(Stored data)

# # #

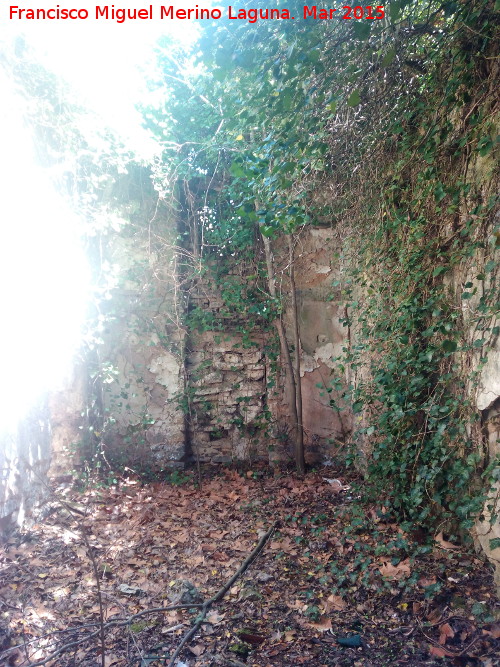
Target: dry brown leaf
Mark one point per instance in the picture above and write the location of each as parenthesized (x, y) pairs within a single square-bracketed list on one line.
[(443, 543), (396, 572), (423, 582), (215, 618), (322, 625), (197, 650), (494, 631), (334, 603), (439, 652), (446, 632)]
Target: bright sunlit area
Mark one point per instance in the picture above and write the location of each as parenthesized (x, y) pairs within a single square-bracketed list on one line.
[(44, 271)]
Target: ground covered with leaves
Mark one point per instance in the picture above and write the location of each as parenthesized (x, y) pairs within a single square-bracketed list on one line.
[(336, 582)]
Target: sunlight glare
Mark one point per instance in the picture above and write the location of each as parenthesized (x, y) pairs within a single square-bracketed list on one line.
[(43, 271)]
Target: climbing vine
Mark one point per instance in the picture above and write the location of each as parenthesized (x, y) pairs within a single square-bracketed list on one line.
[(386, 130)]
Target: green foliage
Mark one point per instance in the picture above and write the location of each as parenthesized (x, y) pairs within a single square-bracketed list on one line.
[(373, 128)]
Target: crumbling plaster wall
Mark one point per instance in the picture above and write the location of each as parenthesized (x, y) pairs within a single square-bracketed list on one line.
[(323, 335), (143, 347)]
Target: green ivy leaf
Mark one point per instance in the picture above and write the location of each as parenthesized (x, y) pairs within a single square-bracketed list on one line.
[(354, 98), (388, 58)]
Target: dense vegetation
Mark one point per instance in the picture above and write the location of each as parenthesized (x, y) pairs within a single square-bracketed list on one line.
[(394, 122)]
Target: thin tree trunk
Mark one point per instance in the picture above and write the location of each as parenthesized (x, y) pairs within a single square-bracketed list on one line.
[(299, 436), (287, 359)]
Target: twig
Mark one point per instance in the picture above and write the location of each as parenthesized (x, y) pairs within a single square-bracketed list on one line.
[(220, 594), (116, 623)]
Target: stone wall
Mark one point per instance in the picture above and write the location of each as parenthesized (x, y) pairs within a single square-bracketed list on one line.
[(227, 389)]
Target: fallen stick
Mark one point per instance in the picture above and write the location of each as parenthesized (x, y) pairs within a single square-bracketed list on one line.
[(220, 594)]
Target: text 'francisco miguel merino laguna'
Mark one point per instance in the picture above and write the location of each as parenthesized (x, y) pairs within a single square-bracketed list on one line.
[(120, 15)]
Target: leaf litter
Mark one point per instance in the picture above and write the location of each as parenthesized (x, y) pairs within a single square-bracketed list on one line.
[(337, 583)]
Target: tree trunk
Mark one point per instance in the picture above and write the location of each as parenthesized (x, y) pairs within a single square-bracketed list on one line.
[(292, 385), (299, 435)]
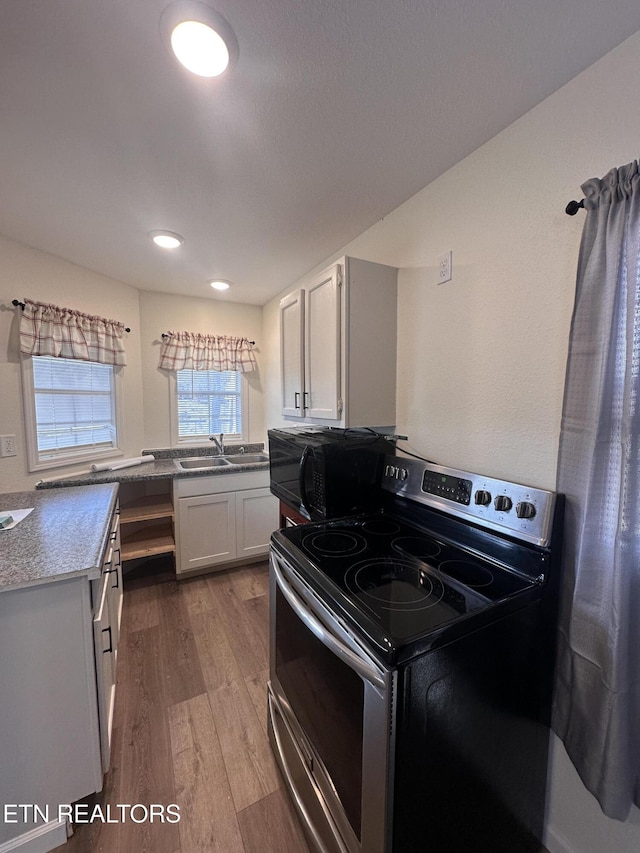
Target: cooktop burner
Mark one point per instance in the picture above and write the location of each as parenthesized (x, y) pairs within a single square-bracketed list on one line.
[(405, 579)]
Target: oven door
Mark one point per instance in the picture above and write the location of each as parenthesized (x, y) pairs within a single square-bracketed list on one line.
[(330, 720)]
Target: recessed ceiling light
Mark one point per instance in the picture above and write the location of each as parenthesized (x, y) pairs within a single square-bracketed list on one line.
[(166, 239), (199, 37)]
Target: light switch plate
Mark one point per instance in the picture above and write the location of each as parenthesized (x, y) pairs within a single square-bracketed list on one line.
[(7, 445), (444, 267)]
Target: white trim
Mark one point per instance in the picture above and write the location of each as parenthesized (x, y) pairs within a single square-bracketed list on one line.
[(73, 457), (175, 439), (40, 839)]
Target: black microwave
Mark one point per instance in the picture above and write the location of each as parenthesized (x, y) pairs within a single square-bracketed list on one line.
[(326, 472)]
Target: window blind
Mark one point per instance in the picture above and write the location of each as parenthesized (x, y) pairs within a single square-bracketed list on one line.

# # #

• **Instructions for the task**
Pull out every line holding "green" from the records above, and copy it.

• **Expected output**
Target: green foliage
Target: green ivy leaf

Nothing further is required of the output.